Objetivo 1:
Transcreva fielmente, no artigo sobre documentários de free jazz, o trecho que vai de "Fizemos um apanhado" até "da música livre.".
Objetivo 2:
No artigo sobre documentários de free jazz, quais são os músicos em que o filme "Imagine the Sound" concentra sua câmera? Cite todos.

Artigo:

⁂

A recente apresentação do documentário “Taking the Dog
for a Walk”, no In-Edit, sobre a cena free impro britânica, mostra o quanto é relevante tal
tipo de trabalho na missão de preservar e divulgar essa música. Nas últimas
décadas, uma série de outros filmes foram realizados com o intuito de documentar
o gênero e merecem ser (re)descobertos...
Não são poucos os filmes que existem feitos para retratar apenas
um músico do free em especial: Albert Ayler, Ken Vandermark, Cecil Taylor,
Peter Brotzmann, Sunny Murray, Ornette Coleman, David Murray, Steve Lacy, Milford Graves,
todos já protagonizaram documentários sobre suas obras e vidas.
Mas há também uma boa variedade de filmes que visam mostrar
a cena, desvendar o gênero, compreender o fascínio que a música livre desperta.
Fizemos um apanhado de diferentes documentários que, nas últimas décadas,
investigaram o universo do free jazz e da free improvisation, compondo um
painel sobre essa música, com registros do início dos anos 1980 para cá. São filmes
que, cada um à sua forma, buscam, por meio de entrevistas, documentos e gigs,
uma maneira de preservar essa arte ainda tão ignorada fora de seu restrito
núcleo. A seleção abaixo não esgota o tema, mas representa uma boa introdução a
esse universo e merece ser conhecida pelos apreciadores da música livre.
“IMAGINE THE SOUND”
1981 (Films We Like)
Dir.: Ron Mann
Documentário pioneiro no registro do universo do free jazz,
Imagine the Sound foca sua câmera em quatro destacadas figuras do gênero: Cecil
Taylor, Archie Shepp, Paul Bley e Bill Dixon. Entre entrevistas e apresentações,
o filme exibe um pouco da arte desses pioneiros – protagonistas do ápice do
free jazz em meados dos anos 1960 – e ajuda a construir uma narrativa muito pouco
documentada em vídeo até aquele momento. Os quatro músicos foram convidados a
criar novas peças para o filme; Taylor, por exemplo, apresenta uma de suas
intensas criações solistas, além de aparecer recitando seus intrigantes poemas,
que havia passado a escrever de forma mais constante exatamente na época em que
o filme foi realizado. Após longo período fora de catálogo, foi editado em DVD
em 2007.

⁂

Material fornecido:

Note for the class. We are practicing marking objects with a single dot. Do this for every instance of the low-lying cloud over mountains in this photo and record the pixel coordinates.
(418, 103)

⁂

Resposta correta 1:
Fizemos um apanhado de diferentes documentários que, nas últimas décadas,
investigaram o universo do free jazz e da free improvisation, compondo um
painel sobre essa música, com registros do início dos anos 1980 para cá. São filmes
que, cada um à sua forma, buscam, por meio de entrevistas, documentos e gigs,
uma maneira de preservar essa arte ainda tão ignorada fora de seu restrito
núcleo. A seleção abaixo não esgota o tema, mas representa uma boa introdução a
esse universo e merece ser conhecida pelos apreciadores da música livre.

Resposta correta 2:
Cecil Taylor, Archie Shepp, Paul Bley e Bill Dixon.